Lasse Hallstrom's "Dear John" tells the heartbreaking story of two lovely young people who fail to find happiness together because they're trapped in an adaptation of a Nicholas Sparks novel. Their romance leads to bittersweet loss that's so softened by the sweet characters that it feels like triumph. If a Sparks story ended in happiness, the characters might be disappointed. They seem to have their noble, resigned dialogue already written. Hemingway wrote one line that could substitute for the third act of every Sparks story: "Isn't it pretty to think so?"
Channing Tatum stars as John Tyree, a handsome Army Special Forces specialist home on two weeks' leave at the South Carolina shore. Amanda Seyfried plays Savannah, an ethereal beauty whose purse falls off a pier. John dives in and retrieves it, and we guess it could have been worse. He could have gotten her kitten down from a tree. In the few precious days they share, they fall deeply into PG-13 love.
John was raised by his father (Richard Jenkins), a quiet man who wears white gloves while admiring his coin collection, and cooks chicken every Saturday and lasagna every Sunday. Savannah meets him and casually observes to John that he is autistic -- a mild case, she gently suggests.
John is angered by this observation. Did he never, by the age of 22, observe that his father was strangely mannered? Did no one else? What was his (now absent) mother's thinking? Did the movie mention any employment history for Mr. Tyree? I could have missed it.
In a Sparks story, as we know from "The Notebook," problems like autism and Alzheimer's are never seen in their tragic stages, but always allow the good souls of their victims to visibly glow. Diseases don't destroy and kill, but exist primarily to inspire admirable conduct by nexts of kin. John and Savannah get over his unhappiness, and he pledges that he'll be back at the end of 12 months so they can wed.
But then 9/11 happens, and like every man in his group, John re-enlists. And continues to re-enlist, until the movie's title hints at what he receives in the mail. Because Savannah is a true-blue heroine, her new love is of course a nice and decent man, someone who John can accept, so that we can smile sadly and not get all messy and depressed.
That's the note Sparks aims for: the sad smile. First love is not to be, but the moon still looks so large when it rises, and people treat each other gently, and if someone should die, that is very sad, but perhaps it will provide an opportunity for someone else to live a little longer before they, too, must travel to that undiscovered country from whose bourn no traveler ever returns.
John and Savannah are awfully nice. She comes from a rich family who have a mansion, and John and his dad live in a humble but cozy frame house that in its South Carolina island location might easily be purchased for less than $500,000. That would leave a portion of Mr. Tyree's unspecified income free to invest in rare coins and amass a collection worth a fortune. I am just enough of a numismatist to know that you need to invest money in order to collect rare coins. You don't just find them in your spare change.
I know I'm being snarky. I don't get much pleasure from it. "Dear John" exists only to coddle the sentiments of undemanding dreamers, and plunge us into a world where the only evil is the interruption of the good. Of course John is overseas on a series of missions so secret that Savannah cannot be told where, exactly, he is. In the years after 9/11, where, oh where, could he be? Apparently not in Iraq or Afghanistan, because it can hardly be a military secret that the men of Special Forces are deployed there. But somewhere, anyway, and he re-enlists for a good chunk of her early childbearing years, perhaps because, as "The Hurt Locker" informs us, "war is a drug."
It matters not. In this movie, war is a plot device. It loosens its grip on John only long enough to sporadically renew his romance, before claiming him again so that we finally consider Savannah's Dear John letter just good common sense. Now that I've brought that up: considering that the term "Dear John letter" has been in constant use since World War II, and that the hero of this movie is inevitably destined to receive such a letter, is it a little precious of Sparks to name him "John"? I was taught in Dan Curley's fiction class that when the title of a story is cited in the story itself, the story's spell is broken. But then Sparks never took Curley's class.

[Stored data entries]
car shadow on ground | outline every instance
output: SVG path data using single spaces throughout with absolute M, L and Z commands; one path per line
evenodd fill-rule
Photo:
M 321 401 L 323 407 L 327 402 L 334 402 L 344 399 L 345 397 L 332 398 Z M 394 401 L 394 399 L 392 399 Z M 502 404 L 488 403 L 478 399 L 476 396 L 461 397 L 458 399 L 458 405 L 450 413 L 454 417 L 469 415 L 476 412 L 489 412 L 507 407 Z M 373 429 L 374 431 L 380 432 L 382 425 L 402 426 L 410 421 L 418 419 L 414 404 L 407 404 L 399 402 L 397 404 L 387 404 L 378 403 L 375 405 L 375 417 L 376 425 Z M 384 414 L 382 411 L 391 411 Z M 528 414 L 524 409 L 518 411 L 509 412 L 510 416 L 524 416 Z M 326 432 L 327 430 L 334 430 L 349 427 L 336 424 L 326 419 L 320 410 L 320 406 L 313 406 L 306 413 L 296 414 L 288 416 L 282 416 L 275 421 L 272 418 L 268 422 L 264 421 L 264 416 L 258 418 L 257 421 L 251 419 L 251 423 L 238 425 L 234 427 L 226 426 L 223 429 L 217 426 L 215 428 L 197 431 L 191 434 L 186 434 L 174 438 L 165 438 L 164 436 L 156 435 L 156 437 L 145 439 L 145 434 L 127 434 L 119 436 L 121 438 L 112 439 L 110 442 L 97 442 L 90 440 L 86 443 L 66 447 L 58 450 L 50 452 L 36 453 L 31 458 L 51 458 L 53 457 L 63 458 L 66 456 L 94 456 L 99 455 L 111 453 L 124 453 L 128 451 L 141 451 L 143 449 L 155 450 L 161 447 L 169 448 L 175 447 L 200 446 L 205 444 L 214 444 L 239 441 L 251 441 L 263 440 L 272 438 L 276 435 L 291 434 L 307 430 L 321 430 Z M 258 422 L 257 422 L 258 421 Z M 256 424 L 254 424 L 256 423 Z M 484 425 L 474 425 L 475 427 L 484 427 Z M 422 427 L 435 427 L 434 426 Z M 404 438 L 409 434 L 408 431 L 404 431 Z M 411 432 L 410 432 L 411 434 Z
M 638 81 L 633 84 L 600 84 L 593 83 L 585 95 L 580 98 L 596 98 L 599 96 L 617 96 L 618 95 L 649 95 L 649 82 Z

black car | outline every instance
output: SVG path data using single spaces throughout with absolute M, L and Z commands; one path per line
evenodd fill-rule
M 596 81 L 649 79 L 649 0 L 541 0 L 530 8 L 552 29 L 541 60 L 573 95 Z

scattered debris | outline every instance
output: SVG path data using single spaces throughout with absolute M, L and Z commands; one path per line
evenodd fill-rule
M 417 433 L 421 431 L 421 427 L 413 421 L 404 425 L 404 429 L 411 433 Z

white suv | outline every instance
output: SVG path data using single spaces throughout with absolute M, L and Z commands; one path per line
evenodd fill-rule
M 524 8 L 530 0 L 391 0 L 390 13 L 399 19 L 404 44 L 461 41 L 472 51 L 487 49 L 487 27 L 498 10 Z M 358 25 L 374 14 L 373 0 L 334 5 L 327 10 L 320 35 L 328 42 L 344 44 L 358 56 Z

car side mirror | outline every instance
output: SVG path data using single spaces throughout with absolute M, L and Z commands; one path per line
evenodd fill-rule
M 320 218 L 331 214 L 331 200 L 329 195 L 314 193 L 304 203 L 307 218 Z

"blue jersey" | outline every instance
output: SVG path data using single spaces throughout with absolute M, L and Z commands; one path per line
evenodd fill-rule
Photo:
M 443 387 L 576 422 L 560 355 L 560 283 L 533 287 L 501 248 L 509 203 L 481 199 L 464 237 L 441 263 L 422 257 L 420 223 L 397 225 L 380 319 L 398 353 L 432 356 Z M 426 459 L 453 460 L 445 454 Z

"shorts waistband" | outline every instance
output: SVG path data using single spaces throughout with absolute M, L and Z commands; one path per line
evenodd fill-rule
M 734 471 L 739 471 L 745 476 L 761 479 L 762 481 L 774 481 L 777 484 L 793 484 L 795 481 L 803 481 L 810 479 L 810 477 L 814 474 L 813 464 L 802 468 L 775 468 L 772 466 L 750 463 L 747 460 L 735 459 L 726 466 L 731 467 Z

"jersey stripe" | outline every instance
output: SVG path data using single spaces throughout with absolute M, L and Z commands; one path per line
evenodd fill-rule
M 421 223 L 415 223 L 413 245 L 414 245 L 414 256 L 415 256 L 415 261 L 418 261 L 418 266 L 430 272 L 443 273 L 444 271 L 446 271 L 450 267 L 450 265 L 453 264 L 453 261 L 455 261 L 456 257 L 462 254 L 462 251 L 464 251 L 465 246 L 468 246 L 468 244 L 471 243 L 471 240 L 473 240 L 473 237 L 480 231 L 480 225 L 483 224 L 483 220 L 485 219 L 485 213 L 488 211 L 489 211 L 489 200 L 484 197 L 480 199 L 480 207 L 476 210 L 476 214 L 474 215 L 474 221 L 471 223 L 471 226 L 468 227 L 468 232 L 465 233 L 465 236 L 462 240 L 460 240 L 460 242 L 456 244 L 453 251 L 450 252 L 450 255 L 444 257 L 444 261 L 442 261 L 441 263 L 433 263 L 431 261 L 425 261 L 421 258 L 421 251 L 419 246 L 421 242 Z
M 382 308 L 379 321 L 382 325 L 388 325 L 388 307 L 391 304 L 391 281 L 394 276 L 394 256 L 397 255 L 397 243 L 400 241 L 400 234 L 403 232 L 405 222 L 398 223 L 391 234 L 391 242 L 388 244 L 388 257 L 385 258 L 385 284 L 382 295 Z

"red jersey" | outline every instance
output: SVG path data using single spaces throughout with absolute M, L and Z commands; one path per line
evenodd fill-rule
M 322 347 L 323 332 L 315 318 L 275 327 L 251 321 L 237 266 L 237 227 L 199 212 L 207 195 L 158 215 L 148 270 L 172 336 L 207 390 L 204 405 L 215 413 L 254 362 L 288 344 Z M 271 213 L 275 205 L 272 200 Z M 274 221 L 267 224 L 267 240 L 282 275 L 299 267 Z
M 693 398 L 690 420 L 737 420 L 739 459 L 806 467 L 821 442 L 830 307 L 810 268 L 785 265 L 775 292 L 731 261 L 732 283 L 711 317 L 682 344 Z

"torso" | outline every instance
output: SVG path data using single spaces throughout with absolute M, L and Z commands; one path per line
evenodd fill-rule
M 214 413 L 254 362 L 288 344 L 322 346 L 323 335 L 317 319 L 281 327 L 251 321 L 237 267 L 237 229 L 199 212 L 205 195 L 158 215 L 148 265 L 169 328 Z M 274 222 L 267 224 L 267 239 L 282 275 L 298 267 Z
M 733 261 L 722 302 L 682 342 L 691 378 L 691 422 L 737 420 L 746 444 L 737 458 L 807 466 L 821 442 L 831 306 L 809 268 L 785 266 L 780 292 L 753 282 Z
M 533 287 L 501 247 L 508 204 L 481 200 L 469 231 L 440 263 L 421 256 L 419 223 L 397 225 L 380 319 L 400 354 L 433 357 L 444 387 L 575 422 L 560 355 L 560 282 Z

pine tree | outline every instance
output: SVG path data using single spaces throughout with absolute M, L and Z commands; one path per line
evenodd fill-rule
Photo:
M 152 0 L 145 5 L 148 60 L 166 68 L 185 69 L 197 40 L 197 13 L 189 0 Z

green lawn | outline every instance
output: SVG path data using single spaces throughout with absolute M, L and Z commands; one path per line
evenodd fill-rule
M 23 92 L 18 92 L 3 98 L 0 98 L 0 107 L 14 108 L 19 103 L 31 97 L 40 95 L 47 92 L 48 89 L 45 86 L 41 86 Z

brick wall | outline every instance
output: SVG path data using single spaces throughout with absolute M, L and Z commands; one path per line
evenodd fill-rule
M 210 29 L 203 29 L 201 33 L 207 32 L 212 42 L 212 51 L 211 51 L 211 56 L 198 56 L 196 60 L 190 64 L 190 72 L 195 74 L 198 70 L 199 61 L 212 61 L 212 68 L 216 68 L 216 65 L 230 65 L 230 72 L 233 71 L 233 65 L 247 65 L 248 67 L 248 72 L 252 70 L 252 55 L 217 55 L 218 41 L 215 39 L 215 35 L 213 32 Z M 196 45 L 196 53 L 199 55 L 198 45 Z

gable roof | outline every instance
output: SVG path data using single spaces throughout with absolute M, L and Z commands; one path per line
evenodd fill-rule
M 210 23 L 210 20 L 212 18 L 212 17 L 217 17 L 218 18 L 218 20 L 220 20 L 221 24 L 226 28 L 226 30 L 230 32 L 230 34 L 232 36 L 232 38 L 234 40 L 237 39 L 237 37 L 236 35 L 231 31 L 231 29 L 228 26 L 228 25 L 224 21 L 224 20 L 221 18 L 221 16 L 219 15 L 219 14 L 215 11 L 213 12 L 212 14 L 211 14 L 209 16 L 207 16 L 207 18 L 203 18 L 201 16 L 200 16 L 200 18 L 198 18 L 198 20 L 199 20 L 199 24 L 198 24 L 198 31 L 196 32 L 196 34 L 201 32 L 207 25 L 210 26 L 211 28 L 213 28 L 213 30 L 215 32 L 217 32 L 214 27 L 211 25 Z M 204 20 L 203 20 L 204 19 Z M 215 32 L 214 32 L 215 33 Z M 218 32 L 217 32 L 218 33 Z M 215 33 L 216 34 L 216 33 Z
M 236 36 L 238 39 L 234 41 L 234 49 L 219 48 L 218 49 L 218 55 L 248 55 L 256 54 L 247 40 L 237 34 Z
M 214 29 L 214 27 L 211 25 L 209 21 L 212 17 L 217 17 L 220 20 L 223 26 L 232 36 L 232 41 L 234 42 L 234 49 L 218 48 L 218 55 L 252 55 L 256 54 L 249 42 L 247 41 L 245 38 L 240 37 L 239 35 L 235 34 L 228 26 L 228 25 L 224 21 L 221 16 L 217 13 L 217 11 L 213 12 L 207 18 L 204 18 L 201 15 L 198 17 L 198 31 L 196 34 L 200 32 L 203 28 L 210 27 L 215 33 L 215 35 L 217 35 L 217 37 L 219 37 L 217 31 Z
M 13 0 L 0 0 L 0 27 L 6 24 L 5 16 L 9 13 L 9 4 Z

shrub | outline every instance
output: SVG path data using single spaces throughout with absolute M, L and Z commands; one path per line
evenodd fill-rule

● **Aim of the exercise**:
Rewrite the stretch of the review from "John was raised" through "have missed it.", changing "coin collection" to "stamp collection".

● **Solved exercise**:
John was raised by his father (Richard Jenkins), a quiet man who wears white gloves while admiring his stamp collection, and cooks chicken every Saturday and lasagna every Sunday. Savannah meets him and casually observes to John that he is autistic -- a mild case, she gently suggests.
John is angered by this observation. Did he never, by the age of 22, observe that his father was strangely mannered? Did no one else? What was his (now absent) mother's thinking? Did the movie mention any employment history for Mr. Tyree? I could have missed it.